== Task inputs

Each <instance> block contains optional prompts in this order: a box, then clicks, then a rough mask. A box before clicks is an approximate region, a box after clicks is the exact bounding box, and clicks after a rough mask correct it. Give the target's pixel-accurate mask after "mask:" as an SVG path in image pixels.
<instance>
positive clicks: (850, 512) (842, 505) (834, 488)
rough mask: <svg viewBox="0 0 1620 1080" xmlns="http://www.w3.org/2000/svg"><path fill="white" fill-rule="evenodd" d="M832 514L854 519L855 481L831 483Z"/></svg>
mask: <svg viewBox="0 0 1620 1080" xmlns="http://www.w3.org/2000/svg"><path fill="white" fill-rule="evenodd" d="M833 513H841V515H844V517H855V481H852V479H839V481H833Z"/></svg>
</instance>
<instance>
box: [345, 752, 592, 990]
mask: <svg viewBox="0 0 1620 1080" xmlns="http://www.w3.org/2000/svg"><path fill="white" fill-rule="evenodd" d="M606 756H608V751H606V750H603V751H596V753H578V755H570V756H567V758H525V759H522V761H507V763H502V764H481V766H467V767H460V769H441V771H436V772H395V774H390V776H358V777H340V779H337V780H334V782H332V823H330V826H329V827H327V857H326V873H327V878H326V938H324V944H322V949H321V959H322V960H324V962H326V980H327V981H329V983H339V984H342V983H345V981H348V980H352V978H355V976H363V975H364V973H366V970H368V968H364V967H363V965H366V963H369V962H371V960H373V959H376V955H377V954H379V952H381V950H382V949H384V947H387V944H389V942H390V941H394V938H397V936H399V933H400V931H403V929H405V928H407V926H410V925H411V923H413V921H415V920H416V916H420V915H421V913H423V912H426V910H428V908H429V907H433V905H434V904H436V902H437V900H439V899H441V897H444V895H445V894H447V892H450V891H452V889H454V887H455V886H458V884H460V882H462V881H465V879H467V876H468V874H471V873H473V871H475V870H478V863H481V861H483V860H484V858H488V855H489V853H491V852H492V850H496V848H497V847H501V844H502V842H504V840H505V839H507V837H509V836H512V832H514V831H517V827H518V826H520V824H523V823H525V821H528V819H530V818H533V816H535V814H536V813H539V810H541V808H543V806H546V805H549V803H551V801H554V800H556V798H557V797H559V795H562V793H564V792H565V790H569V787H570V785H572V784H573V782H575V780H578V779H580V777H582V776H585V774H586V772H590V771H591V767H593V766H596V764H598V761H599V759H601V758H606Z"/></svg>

====

• **Your instructions**
Find each line in the stored records above that contains the string "instance", and copy those lines out in full.

• **Result**
Each <instance> block contains optional prompts in this order: a box, then clicks, then a rough mask. A box before clicks is an approximate region, a box after clicks is the exact bounding box, and clicks after a rough mask correct it. Give the target's pixel-accurate mask after "mask:" as an SVG path in image pixels.
<instance>
</instance>
<instance>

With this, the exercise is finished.